▶ **What you need to do**:
#1 Reproduce verbatim the passage of the forum thread on duplicate results in views from "Comment #78" up to and including "the referenced entity.".
#2 In the forum thread on duplicate results in views, which Drupal version does AndyLicht report working with?

▶ **Reading text**:
• • • •
When I export the data all columns which should show data/fields from entities which are included by relationships become empty whenever I check the "Disable automatic base field for relationships" checkbox in view configuration for this export view. When I uncheck this the data of the related entities come back but the old problem of duplicated results come back.
I created an issue for Views Data Export: https://www.drupal.org/project/views_data_export/issues/3226848
Comment #77
seanb@tobiberlin Yeah the patch in its current form is not a real solution, just a workaround that works for some (mostly simple) views. Ideally we should figure out which automatic base fields are actually needed, and only discard fields we don't need. That is precisely why this bug exists though, it not that easy to figure out which base fields are needed in the select (specially since queries could be altered).
Comment #78
imclean commentedThe patch in #69 works well when there are no fields from the referenced entity in the view. We're using it to filter by the bundle of the referenced entity.
Comment #79
AndyLicht commentedI´m working with Drupal 8.9.18
At the moment no solution is working for me. You can see my configuration at the attached image.
I´ve created a relationship between nodes and media object over a vocabulary.
The media object has the field field_tags and the node has the field field_mt_post_tags both are referenced to the same vocabulary.
Now i´ve got the problem of duplicates and that are all images shown if only one tag is used together, but i want to have every image once and i want that the media is referenced to all tags of the referenced tags of the node.
If i´m using the code of #3:
I got the following error, so i have added the "media: ID", than i get the error in the view-display (second image).
Has someone an idea to solve that problem?
Comment #80
eswiderski commented#75 worked perfect for me. Thanks @glynster
Comment #81
weekbeforenextPatch #69 worked, even in a case where the related term fields are being used in a Combined fields filter. Thanks!
Comment #82
brooke_heaton commentedPatch #69 is working well for me.
Comment #83
brooke_heaton commentedComment #84
danflanagan8Setting back to NW. This still needs tests.
And the comment in #77 from the patch's poster certainly gives me pause.
Comment #85
danflanagan8Here's a test-only patch that re-creates the scenario described in the original IS. It adds config for a test view. If you do a standard install locally, you should be able to import that view through the config ui (i.e. copy/paste into the import single item form). That might help manual testing.
I'll leave the Needs Tests tag on for now, but I'm hoping someone can review the test. I think this is what we need, but another set of eyes would be great. FWIW, the patch in #69 does not fix any of these failing cases.
Comment #89
liquidcms commentedI tried the idea of adding a groupby in a query_alter; but this adds groupbys for all my fields (as enabling aggregation does). When i take the resulting views sql and run it directly in the db i see my duplicates. When i remove all the groupbys except the one i add with code, i get the correct result set.
before i tried to track down how to programmatically remove the unwanted groupbys, i tried the approach in #16 - and sure enough, it seems to work.
wasn't entirely sure which field to remove as i had the following:
0 = "paragraphs_item_field_data_langcode"
• • • •
▶ **Dataset items**:
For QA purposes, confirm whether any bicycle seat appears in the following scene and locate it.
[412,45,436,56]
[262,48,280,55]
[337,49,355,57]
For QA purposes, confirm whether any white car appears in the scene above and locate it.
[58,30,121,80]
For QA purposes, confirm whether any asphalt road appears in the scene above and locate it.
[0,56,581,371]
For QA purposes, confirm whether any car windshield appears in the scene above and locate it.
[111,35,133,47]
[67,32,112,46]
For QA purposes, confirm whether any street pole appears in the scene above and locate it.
• • • •
▶ **Answer list**:
#1
Comment #78
imclean commentedThe patch in #69 works well when there are no fields from the referenced entity in the view. We're using it to filter by the bundle of the referenced entity.

#2 Drupal 8.9.18